Fragen zum Text:
1. Beantworten Sie diese Fragen zum Text über das Wohnheim Sonnegarte:
(a) Wie viele Bewohnende mit einer Beeinträchtigung werden im neuen «Sonnegarte» erwartet?
(b) Wie hoch sind die Baukosten des Wohnheims?
(c) Welche Kunstgruppe hat Reto Bärtschi erschaffen?
2. Können Sie einen Abschnitt aus dem Text über das Wohnheim Sonnegarte neu schreiben und dabei „Fensterfronten“ durch „Glasfassaden“ ersetzen? Beginnen Sie bei den Worten „Foto Astrid Bossert“, und hören Sie nach „Gäste nicken zustimmend.“ auf.

Zu untersuchender Text:
Konzert am eindrücklichen Instrument «Organum Karsumpulum».
Foto Astrid Bossert Meier

Besonders gut kommen nebst der modernen Architektursprache die helle Atmosphäre und die grosszügigen Fensterfronten an, die in alle Richtungen den Blick ins Grüne freigeben. Aber auch die mutige und dennoch harmonische Farb- und Materialwahl überzeugt. «Einfach fantastisch umgesetzt», meint eine Besucherin und die umstehenden Gäste nicken zustimmend.

Schmucker Garten: Reto Bärtschi (Mitte) hat mit der Kunstgruppe «Wächterfiguren» erschaffen.  
Foto zvg

Nun folgt übermorgen Donnerstag die grosse Züglete. Dann wird sich zeigen, ob der Neubau seinen wahren Zweck erfüllt: wenn sich die 64 Bewohnenden mit einer Beeinträchtigung im neuen «Sonnegarte» Zuhause fühlen.

Es sind imposante Zahlen, die hinter dem neuen Wohnheim Sonnegarte stehen. Hier eine kleine Auswahl:

32,9 Millionen Franken Baukosten

186 Bausitzungen

64 beteiligte Firmen

7314 m2 Bruttogeschossfläche

5300 Kubikmeter verbauter Beton

725 Tonnen verbauter Stahl

170 000 Meter Elektrokabel

23 800 Laufmeter Holzverschalung

1700 Leuchten

447 Türen boa.

Aufgelistete Zeilen:
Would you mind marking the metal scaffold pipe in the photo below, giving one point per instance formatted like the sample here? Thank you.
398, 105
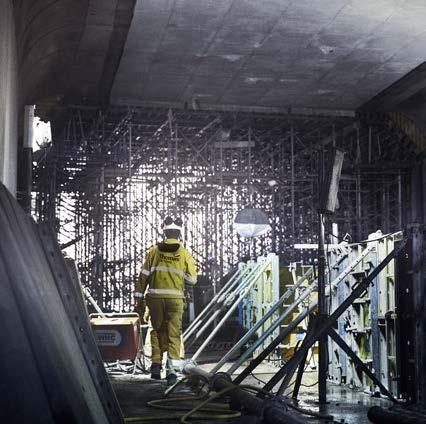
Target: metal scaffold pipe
243, 291
223, 291
259, 323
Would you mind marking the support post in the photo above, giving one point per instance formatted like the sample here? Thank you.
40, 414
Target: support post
322, 304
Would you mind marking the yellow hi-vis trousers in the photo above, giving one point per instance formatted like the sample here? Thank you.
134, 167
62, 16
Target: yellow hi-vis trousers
166, 320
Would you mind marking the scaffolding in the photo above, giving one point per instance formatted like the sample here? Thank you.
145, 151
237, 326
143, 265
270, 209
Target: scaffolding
109, 179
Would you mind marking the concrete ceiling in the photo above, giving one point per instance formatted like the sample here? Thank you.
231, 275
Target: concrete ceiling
334, 54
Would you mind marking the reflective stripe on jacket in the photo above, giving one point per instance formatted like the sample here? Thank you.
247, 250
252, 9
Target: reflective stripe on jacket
168, 266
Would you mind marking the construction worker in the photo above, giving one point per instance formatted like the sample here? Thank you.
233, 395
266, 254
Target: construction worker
167, 267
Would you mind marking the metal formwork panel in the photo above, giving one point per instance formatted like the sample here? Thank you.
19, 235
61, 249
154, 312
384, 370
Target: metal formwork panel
264, 294
369, 325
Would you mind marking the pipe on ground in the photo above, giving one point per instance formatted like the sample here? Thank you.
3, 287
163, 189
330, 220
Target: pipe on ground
272, 412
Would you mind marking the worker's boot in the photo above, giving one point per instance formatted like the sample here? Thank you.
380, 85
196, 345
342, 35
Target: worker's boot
156, 371
171, 379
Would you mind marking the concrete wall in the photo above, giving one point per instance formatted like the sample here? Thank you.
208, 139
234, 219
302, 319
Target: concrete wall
8, 97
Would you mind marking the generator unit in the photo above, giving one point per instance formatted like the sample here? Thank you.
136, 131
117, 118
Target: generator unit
117, 335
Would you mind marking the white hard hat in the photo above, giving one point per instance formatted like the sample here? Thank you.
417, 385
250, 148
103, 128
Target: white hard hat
172, 224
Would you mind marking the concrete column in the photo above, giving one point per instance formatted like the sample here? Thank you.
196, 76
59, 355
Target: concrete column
8, 97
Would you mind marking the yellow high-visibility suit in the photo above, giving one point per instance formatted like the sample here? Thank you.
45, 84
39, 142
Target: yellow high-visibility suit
167, 267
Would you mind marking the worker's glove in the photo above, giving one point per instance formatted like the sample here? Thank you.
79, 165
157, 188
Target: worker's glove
140, 305
146, 315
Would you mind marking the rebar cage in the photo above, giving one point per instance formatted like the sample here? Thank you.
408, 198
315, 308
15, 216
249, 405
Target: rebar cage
108, 180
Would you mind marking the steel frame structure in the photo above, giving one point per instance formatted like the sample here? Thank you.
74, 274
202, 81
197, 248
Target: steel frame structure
109, 179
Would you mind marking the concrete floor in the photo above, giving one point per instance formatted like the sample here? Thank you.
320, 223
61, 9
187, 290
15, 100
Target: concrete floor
345, 405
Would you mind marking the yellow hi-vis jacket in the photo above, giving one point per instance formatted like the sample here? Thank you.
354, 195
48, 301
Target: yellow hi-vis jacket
168, 266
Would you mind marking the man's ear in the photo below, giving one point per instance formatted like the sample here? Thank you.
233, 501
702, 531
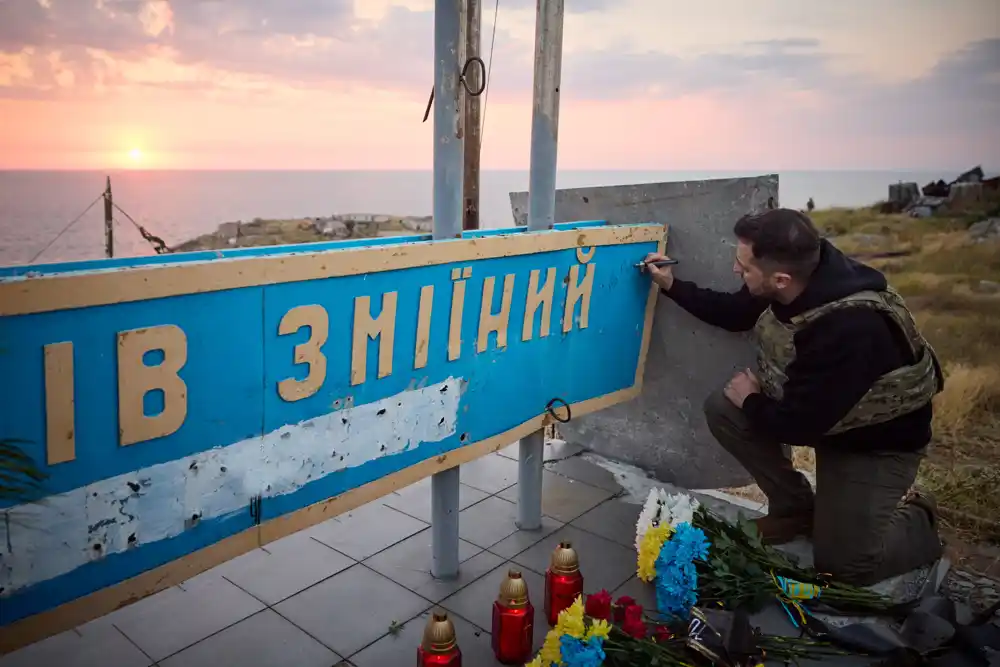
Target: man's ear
781, 280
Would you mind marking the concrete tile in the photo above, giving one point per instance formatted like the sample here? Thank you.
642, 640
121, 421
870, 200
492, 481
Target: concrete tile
475, 602
401, 649
351, 609
604, 564
176, 618
582, 470
612, 519
285, 567
415, 499
366, 530
491, 473
409, 564
520, 540
563, 499
90, 645
486, 523
263, 640
644, 594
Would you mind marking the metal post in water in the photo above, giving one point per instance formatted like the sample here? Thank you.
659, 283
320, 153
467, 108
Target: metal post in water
109, 222
449, 56
541, 216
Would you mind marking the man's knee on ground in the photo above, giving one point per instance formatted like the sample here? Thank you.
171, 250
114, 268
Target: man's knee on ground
846, 563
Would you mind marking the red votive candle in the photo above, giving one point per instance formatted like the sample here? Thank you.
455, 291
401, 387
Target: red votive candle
563, 581
439, 647
513, 621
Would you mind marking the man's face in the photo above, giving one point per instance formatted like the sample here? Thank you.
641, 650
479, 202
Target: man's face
759, 281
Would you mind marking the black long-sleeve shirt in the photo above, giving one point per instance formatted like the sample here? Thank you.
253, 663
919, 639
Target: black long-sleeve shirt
837, 358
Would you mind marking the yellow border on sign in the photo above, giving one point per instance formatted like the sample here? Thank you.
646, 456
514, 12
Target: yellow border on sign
98, 288
102, 602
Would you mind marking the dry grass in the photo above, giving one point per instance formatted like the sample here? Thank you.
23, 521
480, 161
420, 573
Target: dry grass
939, 277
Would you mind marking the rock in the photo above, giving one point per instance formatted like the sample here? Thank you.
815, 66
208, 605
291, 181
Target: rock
987, 287
985, 229
335, 228
963, 193
228, 229
902, 194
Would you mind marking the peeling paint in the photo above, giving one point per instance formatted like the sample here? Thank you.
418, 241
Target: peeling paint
43, 540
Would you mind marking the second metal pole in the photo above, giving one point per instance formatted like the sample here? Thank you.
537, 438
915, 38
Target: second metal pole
541, 216
449, 56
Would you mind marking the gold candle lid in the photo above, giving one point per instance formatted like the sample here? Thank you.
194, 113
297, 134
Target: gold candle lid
564, 559
439, 635
513, 590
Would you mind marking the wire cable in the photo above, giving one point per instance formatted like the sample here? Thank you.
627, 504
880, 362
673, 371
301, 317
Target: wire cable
66, 229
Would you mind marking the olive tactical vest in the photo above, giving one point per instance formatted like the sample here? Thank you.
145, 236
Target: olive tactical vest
896, 393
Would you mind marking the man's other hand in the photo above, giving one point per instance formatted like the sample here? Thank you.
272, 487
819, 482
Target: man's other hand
662, 275
742, 385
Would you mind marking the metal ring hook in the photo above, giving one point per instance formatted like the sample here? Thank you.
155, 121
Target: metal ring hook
569, 411
482, 78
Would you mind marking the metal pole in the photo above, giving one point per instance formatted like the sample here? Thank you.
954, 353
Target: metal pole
109, 230
541, 216
449, 56
473, 30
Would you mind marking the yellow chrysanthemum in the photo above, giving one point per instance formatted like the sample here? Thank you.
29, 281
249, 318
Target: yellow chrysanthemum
571, 620
599, 628
649, 550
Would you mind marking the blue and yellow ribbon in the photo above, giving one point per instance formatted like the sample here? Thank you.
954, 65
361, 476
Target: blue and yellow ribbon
792, 594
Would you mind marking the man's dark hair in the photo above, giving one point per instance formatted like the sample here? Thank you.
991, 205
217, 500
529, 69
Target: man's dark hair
782, 239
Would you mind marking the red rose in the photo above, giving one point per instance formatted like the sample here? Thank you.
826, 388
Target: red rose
599, 605
633, 624
623, 603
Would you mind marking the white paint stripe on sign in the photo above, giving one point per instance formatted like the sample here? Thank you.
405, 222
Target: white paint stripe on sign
56, 535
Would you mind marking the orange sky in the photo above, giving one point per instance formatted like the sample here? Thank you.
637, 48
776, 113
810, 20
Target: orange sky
647, 84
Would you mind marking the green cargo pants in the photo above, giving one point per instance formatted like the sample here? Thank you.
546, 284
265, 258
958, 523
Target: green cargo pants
862, 534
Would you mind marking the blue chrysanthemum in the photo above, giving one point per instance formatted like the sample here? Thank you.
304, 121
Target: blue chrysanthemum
577, 653
676, 577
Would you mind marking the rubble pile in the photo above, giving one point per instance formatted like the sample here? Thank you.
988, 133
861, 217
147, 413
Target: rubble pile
918, 202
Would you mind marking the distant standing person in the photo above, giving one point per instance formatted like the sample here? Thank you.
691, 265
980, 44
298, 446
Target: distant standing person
842, 368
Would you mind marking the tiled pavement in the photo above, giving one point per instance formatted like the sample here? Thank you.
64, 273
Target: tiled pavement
330, 594
356, 591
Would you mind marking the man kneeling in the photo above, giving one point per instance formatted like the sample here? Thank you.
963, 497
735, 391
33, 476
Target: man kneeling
842, 368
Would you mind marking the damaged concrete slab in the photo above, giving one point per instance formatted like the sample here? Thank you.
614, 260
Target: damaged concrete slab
663, 430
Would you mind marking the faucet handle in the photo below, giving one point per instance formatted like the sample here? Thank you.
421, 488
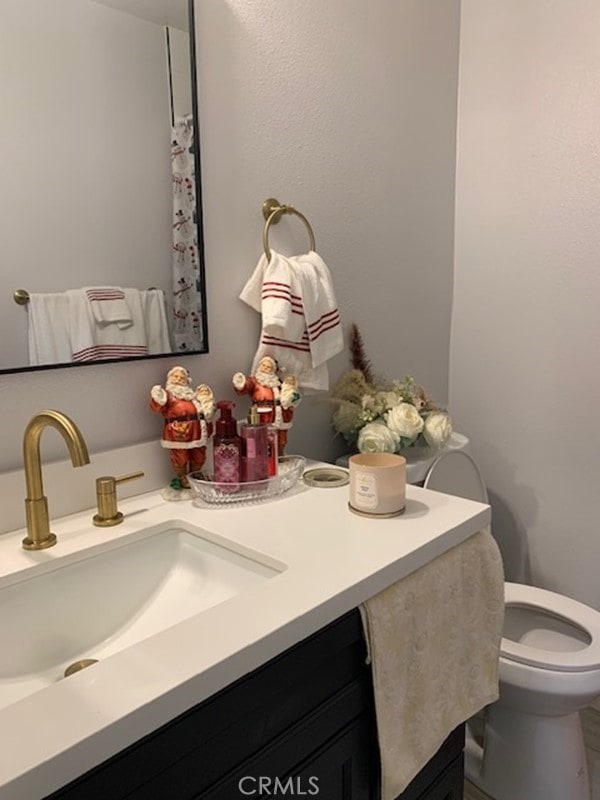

Antworten:
1.
(a) 64 Bewohnende
(b) 32,9 Millionen Franken
(c) «Wächterfiguren»

2.
Foto Astrid Bossert Meier

Besonders gut kommen nebst der modernen Architektursprache die helle Atmosphäre und die grosszügigen Glasfassaden an, die in alle Richtungen den Blick ins Grüne freigeben. Aber auch die mutige und dennoch harmonische Farb- und Materialwahl überzeugt. «Einfach fantastisch umgesetzt», meint eine Besucherin und die umstehenden Gäste nicken zustimmend.